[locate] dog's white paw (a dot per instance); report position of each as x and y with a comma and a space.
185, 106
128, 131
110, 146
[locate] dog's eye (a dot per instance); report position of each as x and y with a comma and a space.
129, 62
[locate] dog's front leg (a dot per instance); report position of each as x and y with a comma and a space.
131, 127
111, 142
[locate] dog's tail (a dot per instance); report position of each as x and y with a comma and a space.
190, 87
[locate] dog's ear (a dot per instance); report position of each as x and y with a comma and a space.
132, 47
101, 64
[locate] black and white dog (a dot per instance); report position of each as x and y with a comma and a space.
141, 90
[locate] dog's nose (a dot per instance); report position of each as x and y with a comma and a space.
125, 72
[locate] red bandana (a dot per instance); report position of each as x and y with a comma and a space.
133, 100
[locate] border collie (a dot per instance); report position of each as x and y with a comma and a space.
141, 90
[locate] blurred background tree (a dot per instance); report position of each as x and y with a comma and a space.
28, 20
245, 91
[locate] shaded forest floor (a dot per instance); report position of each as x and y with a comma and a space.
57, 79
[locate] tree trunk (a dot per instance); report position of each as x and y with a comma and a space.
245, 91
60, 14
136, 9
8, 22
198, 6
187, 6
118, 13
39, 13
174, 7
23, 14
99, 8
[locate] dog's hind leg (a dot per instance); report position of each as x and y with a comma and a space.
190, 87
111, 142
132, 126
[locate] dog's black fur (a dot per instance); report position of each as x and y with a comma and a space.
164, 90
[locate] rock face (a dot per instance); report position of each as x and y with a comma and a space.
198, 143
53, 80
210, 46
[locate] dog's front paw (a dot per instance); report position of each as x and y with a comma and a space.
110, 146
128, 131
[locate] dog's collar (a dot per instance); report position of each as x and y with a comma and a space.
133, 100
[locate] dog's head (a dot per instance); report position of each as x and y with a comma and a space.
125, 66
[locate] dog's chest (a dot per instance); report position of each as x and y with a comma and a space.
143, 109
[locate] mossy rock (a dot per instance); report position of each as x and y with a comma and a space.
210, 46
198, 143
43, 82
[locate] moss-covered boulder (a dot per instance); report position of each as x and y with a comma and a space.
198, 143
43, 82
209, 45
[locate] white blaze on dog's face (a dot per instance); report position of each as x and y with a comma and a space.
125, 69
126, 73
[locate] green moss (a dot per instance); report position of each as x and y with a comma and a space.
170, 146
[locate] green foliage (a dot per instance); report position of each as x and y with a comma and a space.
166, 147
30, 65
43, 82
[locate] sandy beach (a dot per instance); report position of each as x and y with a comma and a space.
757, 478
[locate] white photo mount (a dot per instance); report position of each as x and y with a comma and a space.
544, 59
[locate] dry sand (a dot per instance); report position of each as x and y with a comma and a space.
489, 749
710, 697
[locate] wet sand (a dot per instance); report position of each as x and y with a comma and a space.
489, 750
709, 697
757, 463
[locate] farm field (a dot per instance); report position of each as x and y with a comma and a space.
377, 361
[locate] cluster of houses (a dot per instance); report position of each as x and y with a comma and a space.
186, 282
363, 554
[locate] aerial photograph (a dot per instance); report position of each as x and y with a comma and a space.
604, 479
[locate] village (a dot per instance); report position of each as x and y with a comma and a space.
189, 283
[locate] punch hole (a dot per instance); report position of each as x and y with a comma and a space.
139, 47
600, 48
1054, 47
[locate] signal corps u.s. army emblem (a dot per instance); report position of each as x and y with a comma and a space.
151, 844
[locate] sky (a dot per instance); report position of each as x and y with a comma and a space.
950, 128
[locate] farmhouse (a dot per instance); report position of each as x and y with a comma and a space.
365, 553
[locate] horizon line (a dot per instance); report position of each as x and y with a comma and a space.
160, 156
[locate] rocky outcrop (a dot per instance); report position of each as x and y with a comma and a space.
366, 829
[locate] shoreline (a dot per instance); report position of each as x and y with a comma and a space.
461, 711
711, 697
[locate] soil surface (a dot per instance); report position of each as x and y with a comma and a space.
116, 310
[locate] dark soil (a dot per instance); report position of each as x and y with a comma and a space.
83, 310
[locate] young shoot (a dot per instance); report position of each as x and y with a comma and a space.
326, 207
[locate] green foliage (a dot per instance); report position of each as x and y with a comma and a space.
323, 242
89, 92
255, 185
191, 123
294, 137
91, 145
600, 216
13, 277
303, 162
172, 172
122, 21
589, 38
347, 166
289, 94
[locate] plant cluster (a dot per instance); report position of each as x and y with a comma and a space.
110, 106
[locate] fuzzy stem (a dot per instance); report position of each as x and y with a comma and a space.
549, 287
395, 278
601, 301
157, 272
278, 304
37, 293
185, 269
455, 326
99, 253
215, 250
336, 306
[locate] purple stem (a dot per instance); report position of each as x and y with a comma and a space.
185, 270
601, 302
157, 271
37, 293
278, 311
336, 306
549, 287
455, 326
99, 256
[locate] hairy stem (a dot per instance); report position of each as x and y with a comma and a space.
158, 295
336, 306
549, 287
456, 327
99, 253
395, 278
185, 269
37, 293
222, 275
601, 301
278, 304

* * *

What to work on.
Would you write out the full listing exactly as given?

Response to the task.
[locate] dog's white paw (a dot per instance); report position of each as x and y with a comma and a space.
185, 106
128, 131
110, 146
[locate] dog's eye (a dot per instance); report position of each as x and y with a comma and a space.
129, 62
[locate] dog's front leg (a dot per instance); report position of each as x and y with a comma and a space.
131, 127
111, 142
[locate] dog's tail (a dot per instance); report position of each as x and y with a comma and a space.
190, 87
[locate] dog's ear (a dot per instance); report position of each as x and y with a comma and a space.
132, 47
101, 64
[locate] black and white dog (a dot per instance); report position of each as x and y with a comma and a space.
141, 90
[locate] dog's nose (a dot per instance); report position of each as x and y with a comma and a space.
125, 72
[locate] red bandana (a dot per instance); report position of each as x and y with a comma and a space.
133, 100
[locate] border collie (a dot per instance); report position of each as x and y with a comma and a space.
141, 90
[locate] blurred background tree (a dot per instance); report position of each as x and y with a comma and a space.
28, 20
245, 91
[locate] shaded forest floor (a dot per instance); report position of each as x and y with a comma and a space.
57, 79
[locate] tree trunk (a dot per instance); report position of each as x and y with a comma and a space.
245, 91
60, 14
136, 9
8, 22
198, 6
187, 6
118, 13
39, 13
174, 7
23, 14
99, 8
[locate] dog's hind leg (a dot per instance); report position of each as x and y with a comma and a space.
190, 87
111, 142
132, 126
[locate] dog's black fur (a dot per instance); report position of each as x and y with a comma and a space.
164, 90
[locate] rock face (a dot per instance); report position of each as x and y with a comma and a space.
198, 143
53, 80
210, 46
[locate] dog's front paw (a dot per instance); report position of each as x and y with a comma and a space.
110, 146
128, 131
[locate] dog's collar (a dot per instance); report position of each as x and y with a comma and a space.
133, 100
[locate] dog's head (a dot per instance); report position of each as x and y with a comma and a space.
125, 66
[locate] dog's chest (a dot per instance); report position of each as x and y with a comma and a space.
143, 109
[locate] mossy rock (a dot per instance); report position of each as x and y with a comma and a space.
210, 46
198, 143
43, 82
[locate] moss-covered boulder (a dot per instance); report position of each as x and y with a comma and a space.
198, 143
43, 82
209, 45
[locate] white blaze on dog's face (a dot per instance); report position of each as x and y with a comma and a space.
125, 69
126, 73
[locate] green moss (a dot per instance); report position of each as x and y with a comma and a space.
170, 146
[locate] green foliage (a dot per instance); report position of each as x and y with a comma and a space.
166, 147
30, 65
43, 82
[locate] sandy beach (a dot per instance); report position of each as x and y with a comma and a space.
757, 478
[locate] white photo mount (a dot per instance); report position of each as x and y with a comma and a space.
544, 59
[locate] dry sand (a dot per instance); report position of each as x and y with a comma and a space.
489, 749
710, 697
[locate] wet sand (a dot per instance); report position of each as x and y with a comma and a space.
489, 750
709, 697
757, 463
[locate] farm field (a dot per instance); report position of each as x and y with a comma and a space.
377, 361
[locate] cluster of houses (a dot per instance); report position of each as x and y with a comma and a space.
186, 282
363, 554
[locate] aerial photograph (a dot per instance); report position of each as x and y with a comma and a space.
604, 479
[locate] village (a dot per instance); report position of each as x and y with a comma and a space.
189, 283
[locate] punch hole (a dot per instance); report position of each as x and y with a comma and a space.
139, 47
600, 48
1054, 47
[locate] signal corps u.s. army emblem (a dot per instance); report position of each as x and y with a comma and a space.
151, 844
[locate] sky (a dot per instance); report position of each as x and y with a comma and a space.
950, 128
[locate] farmhouse (a dot per instance); report position of each as x and y with a comma and a space.
365, 553
[locate] horizon line (a dot per instance); report position of each as x and y with a comma and a space.
160, 156
[locate] rocky outcrop (a dot per instance); report position of each as x and y with a comma and a space.
366, 829
[locate] shoreline (a dot per instance); report position of each as x and y with a comma and a space.
461, 711
711, 697
[locate] soil surface (a dot per instance); report position of each as x and y with a comma and a space.
116, 310
[locate] dark soil (a dot per instance); report position of each as x and y with a comma and a space.
83, 310
[locate] young shoot (a dot per instance); report position of each as x and y with a comma and a space.
326, 207
[locate] green foliage (a dot per instance); report position of each as x and y with a comma and a space.
323, 242
89, 92
255, 185
191, 123
294, 137
91, 145
600, 216
13, 277
303, 162
172, 172
122, 21
589, 38
347, 166
289, 94
[locate] plant cluster (a dot per instance); report position of each as x and y with a comma and a space.
110, 106
[locate] fuzzy stem (a dot per instance); report position of each as x and y with a comma and a space.
549, 287
395, 278
601, 301
157, 272
278, 304
37, 293
185, 269
455, 326
99, 253
215, 250
336, 306
[locate] purple stem (a dot per instance); report position of each as x and y with a comma and a space.
185, 270
601, 302
157, 271
37, 293
278, 311
336, 306
549, 287
455, 326
99, 256
[locate] hairy stem (a dot per instance); report position of each as x and y with a comma and a space.
158, 295
336, 306
549, 287
456, 327
99, 253
395, 278
185, 269
37, 293
222, 275
601, 301
278, 304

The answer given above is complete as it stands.